Письменное задание a: Перескажите короче абзац отрывка, который начинается словами «За прошедшие сорок лет», и сохраните его главные факты.

Отрывок:
- - - - - - -

Подобные дистихи могут создавать резкий контраст с предыдущей строфой или даже строфами, могут звучать рифмованным эхом, а могут приближаться своей внутренней энергией к афоризму или лозунгу.

Вновь обратимся к интервью с Татьяной Медведевой: "Нередко перечитываю знаменитое стихотворение Евгения Баратынского "Последний поэт" из позднего сборника "Сумерки", над которым, кстати, развязно иронизировал Белинский. И сам порой себя чувствую таким последним поэтом. Я всегда стремился, с одной стороны, оберегать традицию, с другой - ни в коем случае не быть эклектичным. А в итоге оказался "двух станов не боец, а только гость случайный". Я и не с авангардистами, и не с эклектиками-традиционалистами. Иду третьим путём".

А в следующем стихотворении - легко можно угадать в диковинных образах, влияние Клюева, о котором писал Бродский (и, добавим мы, Сергея Есенина и близких ему новокрестьянских поэтов, не брезгующих учиться у футуристов и имажинистов):

        На холмах с нездешним светом
        колосится воздух-рожь.
        Обжигающий при этом
        ветер соткан из рогож.

        Самолётик малокровный,
        уподобясь миражу,
        оставляет в ярко-тёмной
        тверди рыхлую межу.

        Так лети, лети, служивый,
        санным следом сумрак рань,
        в жадных поисках наживы
        всё пространство прикармань:

        драгоценную пушнину
        зимних гаснущих небес,
        ночи звёздчатую льдину,
        вставшую наперерез...

Гражданская лирика

За прошедшие сорок лет Кублановский почти не изменился. Поэтика - та же, главная тематика текстов - та же, яростный настрой и праведный гнев - на месте. Поэтому, наверное, многие критики вынуждены идти проторенным путём или же отталкиваться от прежних аксиом и пытаться придумать что-то диковинное.

Так, например, Данила Давыдов пишет, что "...ожидаемая в книге имперски ориентированная гражданская лирика занимает довольно скромное место..."  5 , а важен "прямой поэтический диалог с ушедшими друзьями по независимой культуре" - всё это выглядит, мягко говоря, странно и спорно. "Долгая переправа" более чем наполовину наполнена "имперскими" стихами. От них никуда не уйти, без них будет непонятна концепция нового "избранного". А диалог происходит не только с представителями "независимой культуры", но и с классиками XIX века (Пушкин, Баратынский, Фет и др.).

- - - - - - -

Письменное задание b: Повторите строки записей от строки, где есть "As documented, this system finds the dining", до строки, где есть "left=416, top=178, right=456, bottom=253", включая обе и не пропуская запросы. Каждое число в ответах (координатах рамок) умножьте на 0,85 и округлите до целого, половины вверх. Больше ничего не выводите.

Записи данных:
- - - - - - -

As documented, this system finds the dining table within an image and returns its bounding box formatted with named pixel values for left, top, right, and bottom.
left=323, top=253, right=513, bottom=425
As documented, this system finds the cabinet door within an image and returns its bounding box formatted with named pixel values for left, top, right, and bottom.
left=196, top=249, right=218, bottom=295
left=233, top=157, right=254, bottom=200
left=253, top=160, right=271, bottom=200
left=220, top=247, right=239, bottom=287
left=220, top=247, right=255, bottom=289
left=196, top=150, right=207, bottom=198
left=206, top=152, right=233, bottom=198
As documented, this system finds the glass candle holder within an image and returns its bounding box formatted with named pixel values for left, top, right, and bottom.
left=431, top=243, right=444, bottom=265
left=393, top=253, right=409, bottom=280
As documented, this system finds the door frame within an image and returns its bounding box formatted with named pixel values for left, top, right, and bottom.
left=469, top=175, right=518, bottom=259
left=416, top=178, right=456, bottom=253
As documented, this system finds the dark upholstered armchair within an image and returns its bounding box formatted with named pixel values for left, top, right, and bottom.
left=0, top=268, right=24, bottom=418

- - - - - - -

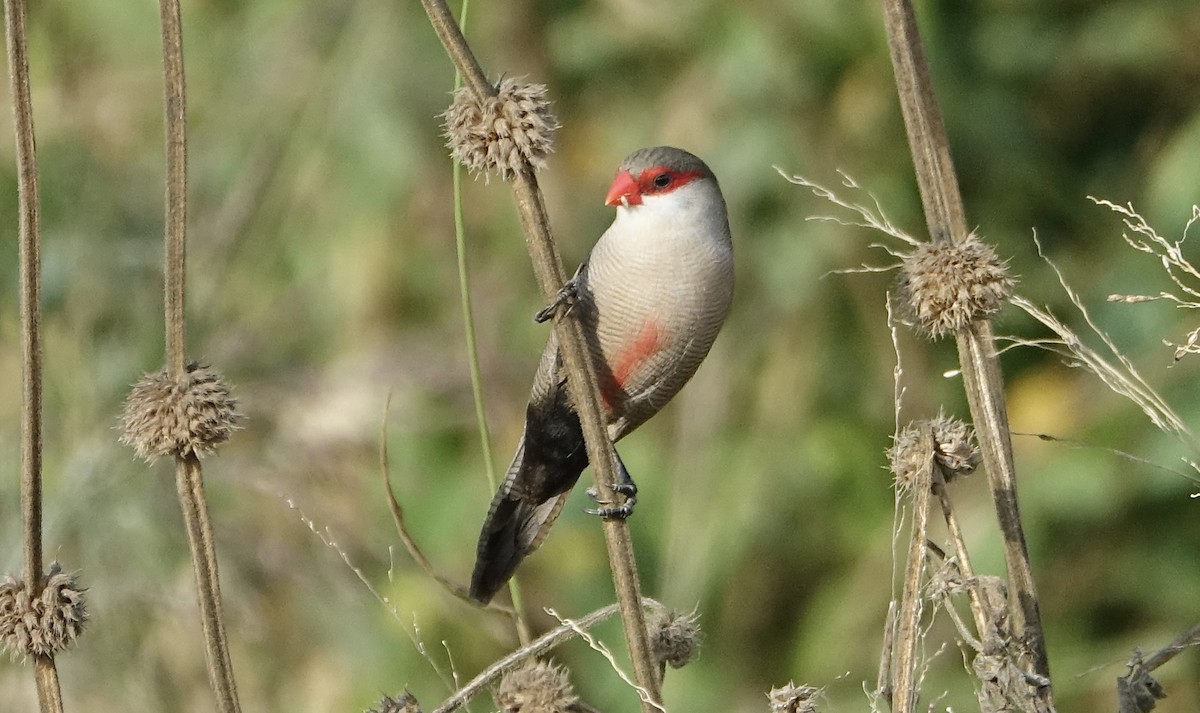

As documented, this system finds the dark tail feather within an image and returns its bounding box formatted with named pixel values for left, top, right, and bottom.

- - - - - - -

Решение задачи a: За сорок лет Кублановский почти не изменился: поэтика, основные темы, яростный настрой и праведный гнев остались прежними. Поэтому многие критики, вероятно, идут проторенным путём или отталкиваются от прежних аксиом и пытаются придумать что-то диковинное.

Решение задачи b:
As documented, this system finds the dining table within an image and returns its bounding box formatted with named pixel values for left, top, right, and bottom.
left=275, top=215, right=436, bottom=361
As documented, this system finds the cabinet door within an image and returns its bounding box formatted with named pixel values for left, top, right, and bottom.
left=167, top=212, right=185, bottom=251
left=198, top=133, right=216, bottom=170
left=215, top=136, right=230, bottom=170
left=187, top=210, right=203, bottom=244
left=187, top=210, right=217, bottom=246
left=167, top=128, right=176, bottom=168
left=175, top=129, right=198, bottom=168
As documented, this system finds the glass candle holder within an image and returns its bounding box formatted with named pixel values for left, top, right, and bottom.
left=366, top=207, right=377, bottom=225
left=334, top=215, right=348, bottom=238
As documented, this system finds the door frame within an image and returns its bounding box formatted with named pixel values for left, top, right, and bottom.
left=399, top=149, right=440, bottom=220
left=354, top=151, right=388, bottom=215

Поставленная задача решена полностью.